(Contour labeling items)

"""

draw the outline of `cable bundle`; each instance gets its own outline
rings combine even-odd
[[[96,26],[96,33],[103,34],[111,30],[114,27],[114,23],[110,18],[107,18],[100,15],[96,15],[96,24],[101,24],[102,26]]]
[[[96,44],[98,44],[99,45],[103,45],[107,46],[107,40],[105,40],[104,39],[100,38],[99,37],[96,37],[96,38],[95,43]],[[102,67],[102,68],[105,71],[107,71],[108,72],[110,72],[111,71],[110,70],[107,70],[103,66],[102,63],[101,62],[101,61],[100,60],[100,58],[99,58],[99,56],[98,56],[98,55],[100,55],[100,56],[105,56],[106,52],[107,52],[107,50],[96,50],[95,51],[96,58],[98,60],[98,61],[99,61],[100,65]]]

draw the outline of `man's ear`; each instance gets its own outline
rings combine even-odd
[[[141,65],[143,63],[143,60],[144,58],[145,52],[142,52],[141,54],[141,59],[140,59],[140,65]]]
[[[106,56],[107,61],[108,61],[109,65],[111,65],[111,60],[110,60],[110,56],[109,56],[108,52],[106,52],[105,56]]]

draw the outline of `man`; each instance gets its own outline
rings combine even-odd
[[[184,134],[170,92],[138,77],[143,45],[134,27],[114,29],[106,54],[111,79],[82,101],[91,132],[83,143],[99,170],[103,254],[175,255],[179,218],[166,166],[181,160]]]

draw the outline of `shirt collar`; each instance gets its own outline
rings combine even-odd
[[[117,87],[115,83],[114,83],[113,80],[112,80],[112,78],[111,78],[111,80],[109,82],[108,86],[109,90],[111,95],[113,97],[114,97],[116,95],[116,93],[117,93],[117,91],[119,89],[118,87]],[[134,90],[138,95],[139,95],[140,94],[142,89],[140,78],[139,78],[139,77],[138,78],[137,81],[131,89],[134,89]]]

"""

Rewrite all of the records above, putting "every instance gets a separate outline" wherever "each instance gets its own outline" occurs and leaving everything else unchanged.

= CORRECT OUTPUT =
draw the outline of `cable bundle`; every instance gets a separate outline
rings combine even-odd
[[[96,26],[96,33],[103,34],[111,30],[114,27],[114,23],[110,18],[107,18],[100,15],[96,15],[96,24],[101,24],[102,26]]]
[[[96,44],[98,44],[99,45],[103,45],[107,46],[107,40],[105,40],[104,39],[100,38],[99,37],[96,37],[96,38],[95,43]],[[102,67],[102,68],[105,71],[107,71],[108,72],[110,72],[111,71],[110,70],[107,70],[103,66],[102,63],[101,62],[101,61],[100,60],[100,58],[99,58],[99,56],[98,56],[98,55],[100,55],[100,56],[105,56],[106,52],[107,52],[107,50],[96,50],[95,51],[96,58],[98,60],[98,61],[99,61],[100,65]]]

draw the outline of `man's ear`; every instance gets a separate outline
rings combine even-odd
[[[141,65],[143,63],[143,60],[144,58],[145,52],[142,52],[141,54],[141,59],[140,59],[140,65]]]
[[[106,56],[107,61],[108,61],[109,65],[111,65],[111,60],[110,60],[110,56],[109,56],[108,52],[106,52],[105,56]]]

draw the outline of `man`; every instance gets a separate outline
rings combine even-odd
[[[184,134],[170,92],[138,77],[143,45],[134,27],[114,29],[106,54],[111,79],[82,101],[91,132],[83,143],[99,170],[103,254],[175,255],[179,218],[166,166],[181,160]]]

draw the outline of `shirt collar`; every instance gets a separate outline
rings combine even-odd
[[[117,87],[115,83],[114,83],[113,80],[112,80],[112,78],[111,78],[111,80],[109,82],[108,86],[109,90],[111,95],[113,97],[114,97],[116,95],[116,93],[117,93],[117,91],[119,89],[118,87]],[[134,90],[138,95],[139,95],[140,94],[142,89],[140,78],[139,78],[139,77],[138,78],[137,81],[131,89],[134,89]]]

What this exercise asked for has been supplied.